● **Given information**
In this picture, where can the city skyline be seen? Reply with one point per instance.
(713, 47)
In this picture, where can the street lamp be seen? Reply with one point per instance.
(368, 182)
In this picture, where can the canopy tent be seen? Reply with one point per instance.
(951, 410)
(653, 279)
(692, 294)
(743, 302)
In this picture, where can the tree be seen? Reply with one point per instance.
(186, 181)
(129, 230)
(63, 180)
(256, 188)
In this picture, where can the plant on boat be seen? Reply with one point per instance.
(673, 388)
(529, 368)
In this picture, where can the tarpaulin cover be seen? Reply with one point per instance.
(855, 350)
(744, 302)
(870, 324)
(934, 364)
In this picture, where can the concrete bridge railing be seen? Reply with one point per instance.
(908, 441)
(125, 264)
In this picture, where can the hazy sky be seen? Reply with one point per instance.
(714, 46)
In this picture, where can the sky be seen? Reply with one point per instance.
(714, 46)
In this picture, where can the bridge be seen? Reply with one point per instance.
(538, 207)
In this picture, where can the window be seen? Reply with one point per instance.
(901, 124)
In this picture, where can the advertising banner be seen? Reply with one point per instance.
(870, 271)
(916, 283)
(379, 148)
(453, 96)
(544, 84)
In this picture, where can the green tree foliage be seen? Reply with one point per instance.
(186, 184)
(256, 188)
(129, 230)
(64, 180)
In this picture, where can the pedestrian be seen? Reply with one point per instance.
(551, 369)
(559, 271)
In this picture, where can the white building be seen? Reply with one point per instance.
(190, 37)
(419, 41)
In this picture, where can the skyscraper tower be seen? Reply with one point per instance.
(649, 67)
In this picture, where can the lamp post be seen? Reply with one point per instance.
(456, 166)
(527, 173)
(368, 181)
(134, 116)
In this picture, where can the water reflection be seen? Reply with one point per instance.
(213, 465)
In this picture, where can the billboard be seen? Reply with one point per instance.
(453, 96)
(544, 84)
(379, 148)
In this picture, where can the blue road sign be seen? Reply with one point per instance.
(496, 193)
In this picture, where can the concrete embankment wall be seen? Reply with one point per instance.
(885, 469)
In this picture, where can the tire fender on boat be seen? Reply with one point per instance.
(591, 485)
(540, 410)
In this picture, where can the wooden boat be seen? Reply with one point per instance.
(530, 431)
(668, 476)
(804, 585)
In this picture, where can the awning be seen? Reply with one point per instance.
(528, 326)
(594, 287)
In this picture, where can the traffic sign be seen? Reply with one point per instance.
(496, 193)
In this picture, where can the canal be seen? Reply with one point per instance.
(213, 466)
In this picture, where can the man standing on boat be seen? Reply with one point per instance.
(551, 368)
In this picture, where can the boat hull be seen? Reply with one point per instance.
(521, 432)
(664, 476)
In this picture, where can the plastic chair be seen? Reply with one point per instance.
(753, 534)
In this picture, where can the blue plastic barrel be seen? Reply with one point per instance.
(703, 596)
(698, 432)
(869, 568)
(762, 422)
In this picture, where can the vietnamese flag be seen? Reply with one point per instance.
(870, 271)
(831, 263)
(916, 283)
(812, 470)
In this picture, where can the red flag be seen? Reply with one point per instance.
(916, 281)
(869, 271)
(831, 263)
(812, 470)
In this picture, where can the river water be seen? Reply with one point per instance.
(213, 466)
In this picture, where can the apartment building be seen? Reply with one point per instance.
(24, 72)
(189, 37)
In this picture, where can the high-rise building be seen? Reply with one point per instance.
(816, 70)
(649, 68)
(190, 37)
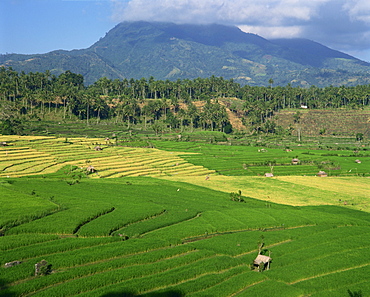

● **Directions for this task**
Could you reproduce the part of the listing that opens with the line containing "In this picture, where can the vietnamese" and runs through the end of the listing, swapping "red flag" for "crimson flag" and keeping everything else unchanged? Leave the pictures out of your answer.

● **Full answer**
In this picture, where can the vietnamese flag be seen? Reply with one point per instance.
(870, 271)
(831, 263)
(916, 283)
(812, 470)
In this picture, where can the crimson flag be seen? Reply with one point per instance.
(916, 281)
(869, 271)
(831, 263)
(812, 470)
In this picture, where can the river water be seen? Reply with one point per instance.
(213, 466)
In this picture, where can the apartment building be seen? Reply with one point per instance.
(24, 72)
(189, 37)
In this picture, where can the high-rise building be seen? Reply with one point per instance.
(816, 70)
(649, 68)
(190, 37)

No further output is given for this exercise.